Problem to work on: From the opening line of the records through the line bearing "rough mask: <svg", set down every line exactly.
-- Opening Marker --
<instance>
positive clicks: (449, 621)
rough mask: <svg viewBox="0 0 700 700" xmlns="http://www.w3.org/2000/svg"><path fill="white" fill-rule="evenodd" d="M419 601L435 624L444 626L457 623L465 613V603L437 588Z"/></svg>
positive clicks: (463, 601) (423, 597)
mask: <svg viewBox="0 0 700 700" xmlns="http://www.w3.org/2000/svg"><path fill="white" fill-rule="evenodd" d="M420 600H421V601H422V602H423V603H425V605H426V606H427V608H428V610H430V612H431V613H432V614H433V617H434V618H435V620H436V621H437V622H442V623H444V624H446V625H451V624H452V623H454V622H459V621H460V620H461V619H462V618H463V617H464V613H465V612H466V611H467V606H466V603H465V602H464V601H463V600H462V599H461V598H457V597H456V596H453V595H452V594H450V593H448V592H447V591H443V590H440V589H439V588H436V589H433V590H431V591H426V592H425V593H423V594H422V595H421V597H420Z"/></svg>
-- Closing Marker --
Answer to this task:
<instance>
positive clicks: (449, 621)
rough mask: <svg viewBox="0 0 700 700" xmlns="http://www.w3.org/2000/svg"><path fill="white" fill-rule="evenodd" d="M419 601L435 624L444 626L457 623L465 613V603L437 588Z"/></svg>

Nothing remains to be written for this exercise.